Set problem: Update the material below from its start through the line containing "[(322, 95)]" by replacing "bare branch" with "leafless branch", and return only those lines with nothing else altered.

[Dataset entries]
==================================================

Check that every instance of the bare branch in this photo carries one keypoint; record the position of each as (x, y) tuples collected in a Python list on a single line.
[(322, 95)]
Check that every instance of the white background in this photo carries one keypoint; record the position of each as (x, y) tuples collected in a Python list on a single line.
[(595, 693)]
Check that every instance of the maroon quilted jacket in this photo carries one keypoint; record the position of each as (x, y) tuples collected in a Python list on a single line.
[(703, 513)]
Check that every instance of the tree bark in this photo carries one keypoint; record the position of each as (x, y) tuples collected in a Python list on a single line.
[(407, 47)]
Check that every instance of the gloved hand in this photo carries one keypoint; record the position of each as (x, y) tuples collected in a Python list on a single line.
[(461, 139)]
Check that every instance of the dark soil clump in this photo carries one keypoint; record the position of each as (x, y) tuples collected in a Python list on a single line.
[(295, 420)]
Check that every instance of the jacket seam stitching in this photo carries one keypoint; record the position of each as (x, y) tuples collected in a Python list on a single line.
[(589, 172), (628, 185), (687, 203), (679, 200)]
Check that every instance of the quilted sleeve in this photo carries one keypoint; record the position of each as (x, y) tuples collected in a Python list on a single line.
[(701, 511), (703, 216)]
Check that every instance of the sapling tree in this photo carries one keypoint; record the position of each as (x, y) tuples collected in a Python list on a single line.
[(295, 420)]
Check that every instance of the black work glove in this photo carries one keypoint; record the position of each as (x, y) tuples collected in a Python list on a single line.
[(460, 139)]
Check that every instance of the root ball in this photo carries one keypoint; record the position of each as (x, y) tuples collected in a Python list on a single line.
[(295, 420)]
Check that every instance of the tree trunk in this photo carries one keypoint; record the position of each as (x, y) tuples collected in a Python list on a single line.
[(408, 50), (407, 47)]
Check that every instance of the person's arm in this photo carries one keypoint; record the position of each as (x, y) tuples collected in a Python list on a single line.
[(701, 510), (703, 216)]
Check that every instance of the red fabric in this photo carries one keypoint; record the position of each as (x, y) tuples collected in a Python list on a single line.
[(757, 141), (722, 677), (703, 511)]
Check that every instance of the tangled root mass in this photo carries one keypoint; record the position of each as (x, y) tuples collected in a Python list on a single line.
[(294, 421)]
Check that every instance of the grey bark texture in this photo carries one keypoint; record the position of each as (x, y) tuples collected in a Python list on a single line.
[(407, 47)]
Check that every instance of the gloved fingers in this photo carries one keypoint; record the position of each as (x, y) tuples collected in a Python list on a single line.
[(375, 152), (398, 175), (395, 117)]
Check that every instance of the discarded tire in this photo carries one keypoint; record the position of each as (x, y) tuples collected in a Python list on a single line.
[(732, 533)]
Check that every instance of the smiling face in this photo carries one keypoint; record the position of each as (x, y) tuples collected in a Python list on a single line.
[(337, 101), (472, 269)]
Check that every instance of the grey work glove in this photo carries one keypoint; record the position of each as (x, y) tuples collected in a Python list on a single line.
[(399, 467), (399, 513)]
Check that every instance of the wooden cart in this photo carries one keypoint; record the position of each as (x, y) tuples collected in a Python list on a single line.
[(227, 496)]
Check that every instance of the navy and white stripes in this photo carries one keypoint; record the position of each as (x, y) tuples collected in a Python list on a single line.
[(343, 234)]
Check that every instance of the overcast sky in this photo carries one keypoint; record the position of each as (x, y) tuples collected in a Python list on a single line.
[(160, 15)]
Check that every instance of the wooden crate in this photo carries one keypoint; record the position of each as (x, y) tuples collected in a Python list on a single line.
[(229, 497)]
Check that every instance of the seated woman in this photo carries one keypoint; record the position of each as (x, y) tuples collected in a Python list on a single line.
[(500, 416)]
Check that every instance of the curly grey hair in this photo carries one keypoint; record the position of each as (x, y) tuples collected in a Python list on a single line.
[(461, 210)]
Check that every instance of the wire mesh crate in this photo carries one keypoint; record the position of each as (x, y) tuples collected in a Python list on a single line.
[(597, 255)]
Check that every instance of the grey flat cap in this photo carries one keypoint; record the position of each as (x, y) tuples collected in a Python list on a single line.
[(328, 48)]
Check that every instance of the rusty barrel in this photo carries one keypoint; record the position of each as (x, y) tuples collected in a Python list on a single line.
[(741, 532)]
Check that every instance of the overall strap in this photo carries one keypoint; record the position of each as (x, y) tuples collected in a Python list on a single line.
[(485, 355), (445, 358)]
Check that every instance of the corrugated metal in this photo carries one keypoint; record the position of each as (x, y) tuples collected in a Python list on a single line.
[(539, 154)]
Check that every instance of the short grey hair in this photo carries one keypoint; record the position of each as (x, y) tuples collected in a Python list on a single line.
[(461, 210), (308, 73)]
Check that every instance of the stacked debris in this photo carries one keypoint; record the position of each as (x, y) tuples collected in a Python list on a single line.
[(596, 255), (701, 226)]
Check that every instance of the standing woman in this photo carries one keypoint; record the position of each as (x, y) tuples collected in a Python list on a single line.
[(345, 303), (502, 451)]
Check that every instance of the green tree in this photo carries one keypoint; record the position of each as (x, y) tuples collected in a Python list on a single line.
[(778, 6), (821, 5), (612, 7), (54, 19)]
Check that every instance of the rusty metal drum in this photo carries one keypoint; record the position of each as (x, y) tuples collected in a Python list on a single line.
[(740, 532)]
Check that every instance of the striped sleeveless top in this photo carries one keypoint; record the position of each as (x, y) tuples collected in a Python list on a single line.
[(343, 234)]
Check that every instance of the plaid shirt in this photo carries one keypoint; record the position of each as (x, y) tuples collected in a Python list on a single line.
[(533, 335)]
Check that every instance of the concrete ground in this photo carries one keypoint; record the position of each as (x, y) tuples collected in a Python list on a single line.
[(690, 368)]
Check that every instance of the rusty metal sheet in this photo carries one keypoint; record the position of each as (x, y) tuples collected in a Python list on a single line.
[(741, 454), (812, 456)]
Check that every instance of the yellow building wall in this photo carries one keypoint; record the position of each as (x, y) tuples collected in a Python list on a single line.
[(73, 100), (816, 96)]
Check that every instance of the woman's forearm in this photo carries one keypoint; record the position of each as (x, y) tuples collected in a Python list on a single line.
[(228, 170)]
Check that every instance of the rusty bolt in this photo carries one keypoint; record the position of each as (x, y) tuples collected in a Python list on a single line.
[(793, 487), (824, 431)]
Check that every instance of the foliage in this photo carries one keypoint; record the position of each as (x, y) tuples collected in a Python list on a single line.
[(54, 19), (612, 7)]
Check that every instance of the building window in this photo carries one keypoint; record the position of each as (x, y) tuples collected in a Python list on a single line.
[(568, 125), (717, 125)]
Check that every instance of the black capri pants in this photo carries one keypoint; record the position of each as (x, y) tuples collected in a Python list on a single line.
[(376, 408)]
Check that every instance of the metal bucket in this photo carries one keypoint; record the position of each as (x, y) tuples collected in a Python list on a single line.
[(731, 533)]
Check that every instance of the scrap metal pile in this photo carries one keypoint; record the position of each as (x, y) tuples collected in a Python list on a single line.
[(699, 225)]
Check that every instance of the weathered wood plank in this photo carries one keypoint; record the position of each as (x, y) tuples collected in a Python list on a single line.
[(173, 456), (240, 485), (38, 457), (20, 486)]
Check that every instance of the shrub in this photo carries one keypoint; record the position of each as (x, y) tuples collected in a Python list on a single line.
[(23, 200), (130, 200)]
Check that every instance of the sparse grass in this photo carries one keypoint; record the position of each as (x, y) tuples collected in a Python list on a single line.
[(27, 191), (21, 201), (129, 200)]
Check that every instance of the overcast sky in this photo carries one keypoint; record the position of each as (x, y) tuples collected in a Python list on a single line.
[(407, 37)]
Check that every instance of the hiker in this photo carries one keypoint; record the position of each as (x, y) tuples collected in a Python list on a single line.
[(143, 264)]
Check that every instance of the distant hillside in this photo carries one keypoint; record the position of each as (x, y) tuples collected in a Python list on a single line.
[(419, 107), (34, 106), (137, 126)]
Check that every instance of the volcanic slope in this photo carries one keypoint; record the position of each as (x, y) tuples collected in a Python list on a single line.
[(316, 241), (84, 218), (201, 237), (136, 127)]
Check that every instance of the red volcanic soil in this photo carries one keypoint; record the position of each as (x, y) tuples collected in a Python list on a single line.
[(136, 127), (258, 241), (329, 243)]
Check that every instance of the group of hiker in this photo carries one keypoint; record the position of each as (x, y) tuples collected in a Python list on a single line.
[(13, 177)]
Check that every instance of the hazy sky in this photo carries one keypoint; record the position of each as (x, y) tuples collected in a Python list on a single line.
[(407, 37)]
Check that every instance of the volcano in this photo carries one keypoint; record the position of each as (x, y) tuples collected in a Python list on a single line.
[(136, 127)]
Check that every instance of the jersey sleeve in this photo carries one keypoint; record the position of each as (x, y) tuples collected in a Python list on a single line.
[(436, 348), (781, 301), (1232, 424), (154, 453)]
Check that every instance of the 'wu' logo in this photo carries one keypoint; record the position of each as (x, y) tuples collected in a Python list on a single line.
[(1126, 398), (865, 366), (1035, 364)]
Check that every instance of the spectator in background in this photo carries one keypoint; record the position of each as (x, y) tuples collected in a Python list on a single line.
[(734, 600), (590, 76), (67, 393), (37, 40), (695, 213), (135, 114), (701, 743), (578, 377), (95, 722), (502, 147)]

==================================================

Full solution:
Check that every instance of the leafless branch in this photo carries one keypoint; record the position of each as (x, y) tuples collected in a Python list on a single line.
[(322, 95)]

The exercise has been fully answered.